* START Extracted entries *
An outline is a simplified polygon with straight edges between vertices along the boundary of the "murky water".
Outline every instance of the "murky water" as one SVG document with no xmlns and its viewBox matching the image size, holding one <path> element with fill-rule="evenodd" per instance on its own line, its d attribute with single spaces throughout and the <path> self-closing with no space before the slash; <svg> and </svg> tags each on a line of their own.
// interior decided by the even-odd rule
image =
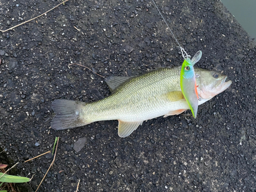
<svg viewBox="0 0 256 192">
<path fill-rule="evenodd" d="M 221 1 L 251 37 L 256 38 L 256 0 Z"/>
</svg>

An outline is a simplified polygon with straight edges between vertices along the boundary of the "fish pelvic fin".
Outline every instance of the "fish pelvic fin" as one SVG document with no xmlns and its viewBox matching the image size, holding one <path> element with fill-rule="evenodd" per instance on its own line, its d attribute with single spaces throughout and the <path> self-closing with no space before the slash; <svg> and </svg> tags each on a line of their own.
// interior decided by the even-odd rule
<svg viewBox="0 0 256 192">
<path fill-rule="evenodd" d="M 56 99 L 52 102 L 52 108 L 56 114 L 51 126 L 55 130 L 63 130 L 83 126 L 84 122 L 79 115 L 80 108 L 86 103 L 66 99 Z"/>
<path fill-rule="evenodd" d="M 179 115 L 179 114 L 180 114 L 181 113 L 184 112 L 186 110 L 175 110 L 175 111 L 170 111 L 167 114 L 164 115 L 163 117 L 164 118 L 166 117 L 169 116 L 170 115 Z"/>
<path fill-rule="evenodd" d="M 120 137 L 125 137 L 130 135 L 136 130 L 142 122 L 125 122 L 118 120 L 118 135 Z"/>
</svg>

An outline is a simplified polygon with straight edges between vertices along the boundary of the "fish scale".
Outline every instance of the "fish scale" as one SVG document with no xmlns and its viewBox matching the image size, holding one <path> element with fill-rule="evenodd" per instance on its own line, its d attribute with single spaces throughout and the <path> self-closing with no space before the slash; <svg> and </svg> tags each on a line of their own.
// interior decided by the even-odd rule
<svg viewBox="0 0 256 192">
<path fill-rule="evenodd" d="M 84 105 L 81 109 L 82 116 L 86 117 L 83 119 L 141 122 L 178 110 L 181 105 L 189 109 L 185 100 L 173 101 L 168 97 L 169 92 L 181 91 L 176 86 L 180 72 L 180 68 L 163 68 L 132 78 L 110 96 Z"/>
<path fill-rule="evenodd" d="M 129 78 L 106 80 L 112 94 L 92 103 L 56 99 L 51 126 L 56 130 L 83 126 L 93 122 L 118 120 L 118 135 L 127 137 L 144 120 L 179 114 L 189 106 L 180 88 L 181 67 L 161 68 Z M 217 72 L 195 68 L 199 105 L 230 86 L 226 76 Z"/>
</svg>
* END Extracted entries *
▶ **Short problem**
Restate the records above in full, word for word. Keep pictures out.

▶ **Result for this exercise**
An outline is a simplified polygon with straight edges between vertices along the boundary of the "murky water".
Outline every instance of the "murky water" as one SVG document with no xmlns and its viewBox matching the image size, holding one <path> element with fill-rule="evenodd" per instance on its own line, its d attribute with single spaces throughout and the <path> self-closing with no space before the slash; <svg> and </svg> tags each on a line of their own.
// interior decided by the even-odd rule
image =
<svg viewBox="0 0 256 192">
<path fill-rule="evenodd" d="M 221 1 L 251 37 L 256 38 L 256 0 Z"/>
</svg>

An outline is a simplified polygon with straight edges between vertices along the boundary of the "fish pelvic fin".
Outline every instance of the "fish pelvic fin" as one SVG document with no xmlns and its viewBox matching the image size, holding one <path> element with fill-rule="evenodd" per instance on its own line, its d attribute with single spaces throughout and the <path> self-closing with no space before the slash; <svg> and </svg> tags each on a line of their own.
// interior decided by the even-odd rule
<svg viewBox="0 0 256 192">
<path fill-rule="evenodd" d="M 56 99 L 52 102 L 52 108 L 56 114 L 51 126 L 55 130 L 63 130 L 83 126 L 84 122 L 79 115 L 80 108 L 86 103 L 66 99 Z"/>
<path fill-rule="evenodd" d="M 179 115 L 179 114 L 180 114 L 181 113 L 184 112 L 186 110 L 175 110 L 175 111 L 170 111 L 167 114 L 164 115 L 163 117 L 164 118 L 166 117 L 169 116 L 170 115 Z"/>
<path fill-rule="evenodd" d="M 120 137 L 125 137 L 130 135 L 136 130 L 142 122 L 125 122 L 118 120 L 118 135 Z"/>
</svg>

An outline is a simplified polygon with straight edges between vertices along the boundary of the "fish scale".
Outline every instance of the "fish scale" as one SVG document with no xmlns and its viewBox matching the image size, holding one <path> element with fill-rule="evenodd" per instance on its own line, its d attribute with single spaces throughout and the <path> self-closing with no space before the slash; <svg> and </svg> tags each on a line of their own.
// interior decided by the even-odd rule
<svg viewBox="0 0 256 192">
<path fill-rule="evenodd" d="M 84 105 L 81 109 L 82 116 L 86 117 L 83 119 L 141 122 L 178 110 L 181 105 L 189 109 L 185 100 L 173 101 L 168 97 L 169 92 L 181 91 L 176 86 L 180 72 L 180 68 L 163 68 L 132 78 L 110 96 Z"/>
<path fill-rule="evenodd" d="M 129 78 L 106 80 L 112 94 L 92 103 L 56 99 L 51 126 L 56 130 L 83 126 L 93 122 L 118 120 L 118 135 L 127 137 L 144 120 L 179 114 L 189 106 L 180 88 L 181 67 L 161 68 Z M 217 72 L 195 68 L 199 105 L 230 86 L 226 76 Z"/>
</svg>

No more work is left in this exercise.